Goal | Reproduce the items from the line with "of bmx rear" to the line with "[[206, 91, 345, 190]]", requests included, adding 75 to every coordinate in the answers.

Entries on locating named things

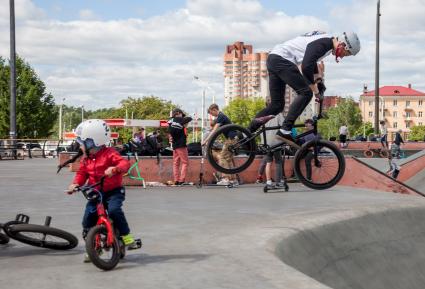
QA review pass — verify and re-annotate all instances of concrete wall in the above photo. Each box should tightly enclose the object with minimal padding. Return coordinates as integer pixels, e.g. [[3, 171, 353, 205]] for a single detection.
[[276, 208, 425, 289]]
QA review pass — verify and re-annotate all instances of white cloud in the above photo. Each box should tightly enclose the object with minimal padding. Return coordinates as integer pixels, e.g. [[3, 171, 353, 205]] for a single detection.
[[328, 0, 425, 95], [0, 0, 425, 111], [78, 9, 100, 21]]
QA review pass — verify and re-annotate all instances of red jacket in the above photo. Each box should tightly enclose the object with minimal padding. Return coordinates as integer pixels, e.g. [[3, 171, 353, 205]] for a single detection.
[[73, 147, 130, 192]]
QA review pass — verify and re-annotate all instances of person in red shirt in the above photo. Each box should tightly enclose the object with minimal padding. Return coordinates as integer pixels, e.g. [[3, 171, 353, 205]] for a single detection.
[[69, 119, 137, 262]]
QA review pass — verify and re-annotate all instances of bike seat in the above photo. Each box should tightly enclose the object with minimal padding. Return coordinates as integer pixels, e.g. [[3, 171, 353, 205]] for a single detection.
[[254, 115, 275, 125]]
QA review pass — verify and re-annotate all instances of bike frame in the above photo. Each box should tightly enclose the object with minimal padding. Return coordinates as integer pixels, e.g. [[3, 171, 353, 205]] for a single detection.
[[127, 152, 146, 189], [96, 198, 115, 246], [233, 98, 323, 155], [80, 176, 115, 247]]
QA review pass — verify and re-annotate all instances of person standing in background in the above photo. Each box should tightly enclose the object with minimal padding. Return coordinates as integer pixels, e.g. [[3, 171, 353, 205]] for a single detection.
[[339, 124, 348, 148], [168, 108, 192, 186]]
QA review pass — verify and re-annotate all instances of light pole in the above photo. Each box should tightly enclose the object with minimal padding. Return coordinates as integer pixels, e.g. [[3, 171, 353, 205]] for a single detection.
[[193, 76, 215, 142], [9, 0, 17, 143], [193, 76, 205, 143], [59, 97, 65, 140], [374, 0, 381, 134]]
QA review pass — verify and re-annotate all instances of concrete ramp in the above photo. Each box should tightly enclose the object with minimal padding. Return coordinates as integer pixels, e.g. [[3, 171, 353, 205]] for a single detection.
[[338, 157, 425, 196], [276, 207, 425, 289]]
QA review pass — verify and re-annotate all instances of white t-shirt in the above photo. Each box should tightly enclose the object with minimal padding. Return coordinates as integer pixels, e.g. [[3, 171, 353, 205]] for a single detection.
[[270, 31, 332, 65], [339, 125, 348, 135]]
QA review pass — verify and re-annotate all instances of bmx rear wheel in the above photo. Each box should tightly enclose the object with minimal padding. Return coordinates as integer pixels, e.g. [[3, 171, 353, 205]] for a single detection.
[[207, 124, 256, 174], [86, 226, 122, 271], [0, 233, 10, 244], [5, 224, 78, 250], [294, 140, 345, 190], [363, 150, 373, 158], [379, 149, 389, 158]]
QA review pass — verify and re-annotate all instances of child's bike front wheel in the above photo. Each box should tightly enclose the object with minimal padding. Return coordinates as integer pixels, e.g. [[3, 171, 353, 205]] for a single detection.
[[294, 140, 345, 190], [86, 225, 121, 271]]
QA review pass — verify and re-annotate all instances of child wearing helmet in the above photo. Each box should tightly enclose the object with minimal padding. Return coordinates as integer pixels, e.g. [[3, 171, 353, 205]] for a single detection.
[[69, 119, 137, 262], [249, 31, 360, 142]]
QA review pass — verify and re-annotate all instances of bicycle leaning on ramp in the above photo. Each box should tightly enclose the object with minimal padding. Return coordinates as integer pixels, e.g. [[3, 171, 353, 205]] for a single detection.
[[206, 91, 345, 190]]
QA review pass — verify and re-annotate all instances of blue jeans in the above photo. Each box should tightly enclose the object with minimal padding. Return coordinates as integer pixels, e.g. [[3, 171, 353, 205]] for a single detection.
[[83, 187, 130, 236]]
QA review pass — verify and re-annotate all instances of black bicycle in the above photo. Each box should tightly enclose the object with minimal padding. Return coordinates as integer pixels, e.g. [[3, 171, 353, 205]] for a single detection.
[[207, 94, 345, 190], [0, 214, 78, 250]]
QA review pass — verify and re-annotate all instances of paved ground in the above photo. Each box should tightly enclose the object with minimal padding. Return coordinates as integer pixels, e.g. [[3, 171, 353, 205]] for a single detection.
[[0, 159, 425, 289]]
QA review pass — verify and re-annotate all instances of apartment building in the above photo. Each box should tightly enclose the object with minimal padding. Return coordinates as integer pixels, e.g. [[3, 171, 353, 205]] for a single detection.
[[360, 84, 425, 139], [223, 41, 270, 105]]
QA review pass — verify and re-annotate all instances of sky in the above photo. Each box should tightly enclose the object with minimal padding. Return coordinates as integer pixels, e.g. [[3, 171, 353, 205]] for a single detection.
[[0, 0, 425, 113]]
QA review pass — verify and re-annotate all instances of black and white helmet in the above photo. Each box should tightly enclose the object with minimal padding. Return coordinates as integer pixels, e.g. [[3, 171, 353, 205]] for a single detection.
[[75, 119, 111, 148], [338, 32, 360, 55]]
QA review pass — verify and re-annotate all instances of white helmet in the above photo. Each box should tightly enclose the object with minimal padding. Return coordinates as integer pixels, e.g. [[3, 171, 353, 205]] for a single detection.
[[338, 32, 360, 55], [75, 119, 111, 149]]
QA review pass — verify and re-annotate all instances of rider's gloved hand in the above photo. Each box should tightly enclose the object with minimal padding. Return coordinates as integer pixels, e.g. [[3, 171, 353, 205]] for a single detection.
[[66, 184, 79, 195], [105, 167, 119, 177]]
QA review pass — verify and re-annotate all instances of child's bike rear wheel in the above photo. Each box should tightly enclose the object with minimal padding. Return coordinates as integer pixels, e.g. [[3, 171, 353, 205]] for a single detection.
[[4, 221, 78, 250], [86, 225, 121, 271], [379, 149, 389, 159], [0, 224, 10, 244], [363, 150, 373, 158], [294, 140, 345, 190], [207, 124, 257, 174]]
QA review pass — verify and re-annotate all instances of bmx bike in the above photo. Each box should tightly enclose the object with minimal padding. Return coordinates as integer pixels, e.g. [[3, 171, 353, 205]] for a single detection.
[[0, 214, 78, 250], [69, 176, 142, 271], [207, 90, 345, 190]]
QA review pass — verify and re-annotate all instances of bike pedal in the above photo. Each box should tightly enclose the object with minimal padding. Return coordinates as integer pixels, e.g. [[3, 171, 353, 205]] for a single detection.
[[15, 214, 30, 224], [127, 239, 142, 251]]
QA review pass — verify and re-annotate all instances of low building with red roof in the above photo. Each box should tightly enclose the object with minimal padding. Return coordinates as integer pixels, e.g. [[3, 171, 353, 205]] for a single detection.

Solution to the problem |
QA review pass — verify and re-annotate all instances of bmx rear wheel in the above photo. Each box should tightly enclose the object with minimal padding. Return coordinates as integer pixels, e.g. [[3, 171, 353, 205]] for a single detection.
[[282, 199, 331, 249], [161, 301, 197, 346], [75, 308, 85, 319], [80, 299, 153, 325], [369, 215, 420, 265], [438, 225, 448, 233], [454, 224, 464, 233]]
QA review pass — verify and re-annotate all instances of child's bike front wheel in the above photo. Each box should tightly enclose the object with minimal padding. Return coordinates as integer pixels, e.g. [[3, 171, 353, 205]] for a single detection.
[[369, 215, 420, 265], [161, 300, 196, 346]]
QA review pass — verify and re-annotate all instances of child wearing helmet in the above photo. Each box should tightly enclose the object with minimal padding. Return coordinates as integer pixels, e.g. [[3, 171, 353, 205]] for a single detection.
[[144, 194, 212, 337], [324, 106, 435, 217]]
QA review pass — verify and re-annotate all instances of bicycle leaning on ramp in the above photo. Each box should tightly enclose the object with minimal padding. Return coordinates as integer pixels, e.g. [[3, 171, 353, 205]] for a single detection.
[[281, 166, 420, 265]]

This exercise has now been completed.